**TRY IT**
The answer must consist of every line from the data that holds the string "Target".
[RECORDS SUPPLIED Boundary: Start]
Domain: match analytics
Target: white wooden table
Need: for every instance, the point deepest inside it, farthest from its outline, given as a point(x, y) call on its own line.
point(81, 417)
[RECORDS SUPPLIED Boundary: End]
[RECORDS SUPPLIED Boundary: Start]
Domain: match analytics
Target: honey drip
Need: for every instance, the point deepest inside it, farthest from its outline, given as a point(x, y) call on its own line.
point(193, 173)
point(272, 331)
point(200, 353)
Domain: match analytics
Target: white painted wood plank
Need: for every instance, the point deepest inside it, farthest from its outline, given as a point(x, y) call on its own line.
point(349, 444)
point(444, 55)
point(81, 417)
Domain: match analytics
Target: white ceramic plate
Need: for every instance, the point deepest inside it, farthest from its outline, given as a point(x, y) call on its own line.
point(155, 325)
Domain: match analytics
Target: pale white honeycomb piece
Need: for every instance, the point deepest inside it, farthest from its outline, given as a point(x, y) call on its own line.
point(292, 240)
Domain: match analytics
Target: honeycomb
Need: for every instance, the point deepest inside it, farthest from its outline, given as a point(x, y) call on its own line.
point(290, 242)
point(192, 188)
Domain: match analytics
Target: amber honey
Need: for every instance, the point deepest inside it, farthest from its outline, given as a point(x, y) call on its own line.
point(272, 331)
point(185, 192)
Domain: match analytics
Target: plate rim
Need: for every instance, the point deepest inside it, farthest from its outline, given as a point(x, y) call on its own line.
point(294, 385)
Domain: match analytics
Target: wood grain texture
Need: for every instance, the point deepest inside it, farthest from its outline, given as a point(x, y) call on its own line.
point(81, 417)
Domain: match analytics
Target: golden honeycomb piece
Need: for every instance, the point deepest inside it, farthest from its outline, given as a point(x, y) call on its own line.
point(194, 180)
[RECORDS SUPPLIED Boundary: End]
**OUTPUT**
Target: white wooden table
Target: honey drip
Target: white painted wood plank
Target: white ceramic plate
Target: pale white honeycomb piece
Target: honeycomb
Target: amber honey
Target: plate rim
Target: wood grain texture
Target: golden honeycomb piece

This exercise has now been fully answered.